Monday, September 24, 2007

Taser this...plus c'est la même chose

In my self-absorbed old guy mind, I have enjoyed the minimalist obscene college newspaper editorial dust up.

Nearly 40 years ago, I was involved in a too similar incident...of my own making. It was very much the same and very different from the Colorado State University Collegian one. For a bonus, it orbited around the same word.

In this century, Editor in Chief J. David McSwane stands before the Board of Student Communications in two days to defend his publication of the four word editorial. That wee prod related to the Florida college student electrically stunned for ranting at a John Kerry speech. In its entirety, the Collegian editorial reads "Taser this … F---BUSH" and was in very large type.

Puerile, yes, and it was also age appropriate, emotionally appropriate, politically defensible, and wholly in a solid context of academic freedom.

There's been the predictable hooha about this, including angry alter kaker alums and a short-term loss of $30,000 in ad revenue. This too happened in my case in that last century.

WABAC Machine

Journey back with me to the thrilling days of yesteryear, the late 1960s. I also don't care if you were not born yet. You weren't alive when Socrates rambled on in the agora or the American Revolution raged. History accepts no excuses.

My incident was the same in that:
  • The same single obscenity infuriated the university hierarchy and many students who brought their parents' brains in their baggage.
  • There were lost advertising and outraged alumni.
  • The editors begged, cajoled and threatened to keep their spots.
The background of mine was that:
  • I was in Cambridge, Mass., studying underground newspapers on a Ford Foundation grant.
  • I was enrolled in the University of South Carolina's news-editorial journalism program and wrote for the newspaper, the Gamecock.
  • While down in Columbia for several days to confer with my adviser, I agreed to spend a night with the campus cops for an expected boring feature story -- none of the on-campus writers had any interest in tailing a 55-year-old ex-Army guy for the night.
  • The circumstances made for a good feature and solid generalizations about campus policing.
  • The Gamecock editors failed the courage test and I was forever labeled as fuck-article guy.
There was a misty rain that evening when I got into the small white police car as the second occupant, riding shotgun. In retrospect, the guy was cool enough to not flip over my long hair and earring. He still had his military crew cut.

This USC is only a few blocks from the capitol building. Columbia was a planned city, designed in the late 18th Century. That's only significant because it has broad, rectangular main streets, great for rampaging youth. The old campus of South Carolina College (from 1801) is a picturesque horseshoe of classrooms and the first separate college library in the nation. Gen. W.T. Sherman spared the horseshoe when he burned the city at the end of the civil war. It was where the trouble brewed.

Cruising with the Cop

The short version of the evening was that the cop I was with let a panty raid get out of hand. He pulled up beside a big group of tipsy boys and asked what was up. He let them go ahead and gather others on a parade to the women's dorms. We then ended up across campus after a radio call when the raiders got to Capstone, a high-rise women's dorm.

Seeming to realize that things were out of hand, in no small part because of his passive initial contacts with the raiders, my guy got out of the car by the big group. He told them to go back to their dorms. Some guy from the crowd called out, "Fuck you!" and my cop responded three ways. He spun to face the crowd, he pulled his side arm, and he yelled, "I"ll fuck you if I get my hands on you!"
# # # #
◆ Complete the following:
a) Rewrite the blog post from "Journey back with" to "Ford Foundation grant.", substituting "marketplace" for "agora".
b) Find each line in the listing that contains the string "over", and copy those lines out.
The listing is unrelated to the blog post.

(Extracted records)
# # # #
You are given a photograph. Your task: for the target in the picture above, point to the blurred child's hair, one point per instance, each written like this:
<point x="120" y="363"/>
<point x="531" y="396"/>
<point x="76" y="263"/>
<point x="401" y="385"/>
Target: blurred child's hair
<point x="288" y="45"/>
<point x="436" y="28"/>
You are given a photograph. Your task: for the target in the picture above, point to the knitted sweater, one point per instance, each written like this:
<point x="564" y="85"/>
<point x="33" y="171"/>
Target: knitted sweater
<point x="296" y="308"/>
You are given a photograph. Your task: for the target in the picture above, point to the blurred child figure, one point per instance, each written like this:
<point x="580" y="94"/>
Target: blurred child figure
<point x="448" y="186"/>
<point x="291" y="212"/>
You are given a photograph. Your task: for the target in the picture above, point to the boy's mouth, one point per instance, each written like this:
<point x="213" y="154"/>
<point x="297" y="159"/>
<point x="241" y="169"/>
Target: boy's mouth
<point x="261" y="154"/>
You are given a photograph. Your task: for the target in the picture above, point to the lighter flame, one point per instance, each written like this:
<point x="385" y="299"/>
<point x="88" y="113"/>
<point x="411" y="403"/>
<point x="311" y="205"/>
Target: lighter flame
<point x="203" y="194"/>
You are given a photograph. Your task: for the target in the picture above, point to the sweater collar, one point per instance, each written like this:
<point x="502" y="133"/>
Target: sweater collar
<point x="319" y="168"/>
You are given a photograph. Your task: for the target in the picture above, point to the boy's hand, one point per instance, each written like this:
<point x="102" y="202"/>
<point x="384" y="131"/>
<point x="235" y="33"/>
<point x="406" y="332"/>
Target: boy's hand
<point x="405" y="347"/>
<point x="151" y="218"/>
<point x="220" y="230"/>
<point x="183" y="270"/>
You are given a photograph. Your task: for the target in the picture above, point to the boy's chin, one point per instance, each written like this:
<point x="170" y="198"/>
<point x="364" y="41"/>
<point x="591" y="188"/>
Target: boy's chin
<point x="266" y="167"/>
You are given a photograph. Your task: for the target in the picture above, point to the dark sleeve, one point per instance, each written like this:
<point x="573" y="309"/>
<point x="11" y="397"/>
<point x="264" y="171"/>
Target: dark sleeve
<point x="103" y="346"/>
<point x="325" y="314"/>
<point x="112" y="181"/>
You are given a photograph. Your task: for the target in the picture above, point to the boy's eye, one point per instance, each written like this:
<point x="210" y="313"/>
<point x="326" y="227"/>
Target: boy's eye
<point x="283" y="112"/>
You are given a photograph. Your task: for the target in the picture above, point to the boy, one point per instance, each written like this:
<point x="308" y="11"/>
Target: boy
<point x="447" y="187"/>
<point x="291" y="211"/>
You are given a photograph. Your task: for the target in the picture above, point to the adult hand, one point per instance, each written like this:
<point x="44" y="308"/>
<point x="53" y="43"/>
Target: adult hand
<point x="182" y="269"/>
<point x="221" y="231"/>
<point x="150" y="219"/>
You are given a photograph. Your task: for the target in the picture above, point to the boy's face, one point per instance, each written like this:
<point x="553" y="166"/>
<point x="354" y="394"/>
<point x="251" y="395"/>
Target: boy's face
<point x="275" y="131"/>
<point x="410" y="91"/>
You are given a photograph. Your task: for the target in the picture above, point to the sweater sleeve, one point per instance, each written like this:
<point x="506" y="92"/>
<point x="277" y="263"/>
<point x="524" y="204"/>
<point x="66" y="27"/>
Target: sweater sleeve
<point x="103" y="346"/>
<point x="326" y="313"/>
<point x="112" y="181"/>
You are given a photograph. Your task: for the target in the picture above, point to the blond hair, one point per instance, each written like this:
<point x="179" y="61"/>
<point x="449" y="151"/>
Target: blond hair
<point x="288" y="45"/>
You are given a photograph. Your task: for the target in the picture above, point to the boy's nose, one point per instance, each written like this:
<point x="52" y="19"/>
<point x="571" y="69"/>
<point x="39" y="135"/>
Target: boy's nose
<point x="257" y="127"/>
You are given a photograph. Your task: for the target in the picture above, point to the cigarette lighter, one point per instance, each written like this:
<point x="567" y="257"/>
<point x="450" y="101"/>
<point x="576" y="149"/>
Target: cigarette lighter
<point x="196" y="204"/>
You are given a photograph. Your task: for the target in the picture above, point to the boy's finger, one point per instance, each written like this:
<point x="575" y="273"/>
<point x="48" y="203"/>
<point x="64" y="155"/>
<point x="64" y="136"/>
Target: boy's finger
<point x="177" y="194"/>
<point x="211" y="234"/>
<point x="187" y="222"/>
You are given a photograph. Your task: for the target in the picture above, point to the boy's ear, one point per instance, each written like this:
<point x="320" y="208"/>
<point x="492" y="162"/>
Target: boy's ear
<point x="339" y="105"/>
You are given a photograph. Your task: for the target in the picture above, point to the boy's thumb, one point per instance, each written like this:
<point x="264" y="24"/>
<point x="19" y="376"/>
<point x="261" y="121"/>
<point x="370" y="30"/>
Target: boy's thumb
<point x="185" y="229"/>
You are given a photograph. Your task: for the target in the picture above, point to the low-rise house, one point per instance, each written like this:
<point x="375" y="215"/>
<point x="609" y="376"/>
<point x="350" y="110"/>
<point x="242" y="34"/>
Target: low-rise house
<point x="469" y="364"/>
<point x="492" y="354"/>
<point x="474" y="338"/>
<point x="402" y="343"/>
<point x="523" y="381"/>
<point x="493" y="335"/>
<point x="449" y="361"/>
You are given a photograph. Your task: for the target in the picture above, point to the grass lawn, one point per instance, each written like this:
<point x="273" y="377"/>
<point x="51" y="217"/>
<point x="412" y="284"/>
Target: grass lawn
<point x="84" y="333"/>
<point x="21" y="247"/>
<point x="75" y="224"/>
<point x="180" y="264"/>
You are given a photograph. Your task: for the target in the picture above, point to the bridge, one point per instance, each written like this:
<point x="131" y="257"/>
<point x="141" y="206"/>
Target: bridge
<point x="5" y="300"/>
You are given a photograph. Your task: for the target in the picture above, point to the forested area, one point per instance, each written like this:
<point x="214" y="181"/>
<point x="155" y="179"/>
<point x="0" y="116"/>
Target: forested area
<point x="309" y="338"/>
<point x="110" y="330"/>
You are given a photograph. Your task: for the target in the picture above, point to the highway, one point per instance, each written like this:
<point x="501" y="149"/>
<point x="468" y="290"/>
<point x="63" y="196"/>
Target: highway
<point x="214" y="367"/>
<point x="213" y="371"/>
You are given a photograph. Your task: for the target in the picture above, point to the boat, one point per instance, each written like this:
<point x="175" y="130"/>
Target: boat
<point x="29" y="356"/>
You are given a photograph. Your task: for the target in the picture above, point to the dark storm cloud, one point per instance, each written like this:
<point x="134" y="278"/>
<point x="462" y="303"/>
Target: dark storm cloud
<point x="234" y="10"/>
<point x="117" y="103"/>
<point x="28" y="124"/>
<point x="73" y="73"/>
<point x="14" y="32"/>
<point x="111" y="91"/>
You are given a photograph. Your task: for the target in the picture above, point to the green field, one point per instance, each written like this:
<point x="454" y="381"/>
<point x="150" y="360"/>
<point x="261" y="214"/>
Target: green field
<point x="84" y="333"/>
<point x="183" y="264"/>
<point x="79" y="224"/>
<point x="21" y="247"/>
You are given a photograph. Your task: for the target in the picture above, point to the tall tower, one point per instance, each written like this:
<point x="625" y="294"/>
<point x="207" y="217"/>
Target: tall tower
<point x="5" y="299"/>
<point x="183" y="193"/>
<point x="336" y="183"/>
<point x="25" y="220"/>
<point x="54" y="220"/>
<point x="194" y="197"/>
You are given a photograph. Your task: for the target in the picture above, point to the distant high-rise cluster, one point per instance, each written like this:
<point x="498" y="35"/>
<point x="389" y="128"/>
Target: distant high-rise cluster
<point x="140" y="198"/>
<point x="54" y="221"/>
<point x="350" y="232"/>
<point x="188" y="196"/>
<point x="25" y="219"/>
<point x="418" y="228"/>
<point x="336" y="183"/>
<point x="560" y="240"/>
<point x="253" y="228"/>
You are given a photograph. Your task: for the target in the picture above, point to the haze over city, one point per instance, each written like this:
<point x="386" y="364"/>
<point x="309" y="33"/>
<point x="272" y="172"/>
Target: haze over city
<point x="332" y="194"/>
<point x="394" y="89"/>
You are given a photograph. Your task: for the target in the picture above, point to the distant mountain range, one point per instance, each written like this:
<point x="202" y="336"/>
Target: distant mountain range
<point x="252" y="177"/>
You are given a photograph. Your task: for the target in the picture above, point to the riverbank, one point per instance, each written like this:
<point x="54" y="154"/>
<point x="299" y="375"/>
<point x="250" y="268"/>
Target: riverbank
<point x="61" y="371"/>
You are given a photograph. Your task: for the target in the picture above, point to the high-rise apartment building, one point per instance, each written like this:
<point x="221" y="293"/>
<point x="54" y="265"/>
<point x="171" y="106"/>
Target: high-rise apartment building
# # # #
◆ Solutions in order:
a)
Journey back with me to the thrilling days of yesteryear, the late 1960s. I also don't care if you were not born yet. You weren't alive when Socrates rambled on in the marketplace or the American Revolution raged. History accepts no excuses.

My incident was the same in that:
  • The same single obscenity infuriated the university hierarchy and many students who brought their parents' brains in their baggage.
  • There were lost advertising and outraged alumni.
  • The editors begged, cajoled and threatened to keep their spots.
The background of mine was that:
  • I was in Cambridge, Mass., studying underground newspapers on a Ford Foundation grant.

b)
You are given a photograph. Your task: for the target in the picture above, point to the haze over city, one point per instance, each written like this:
Target: haze over city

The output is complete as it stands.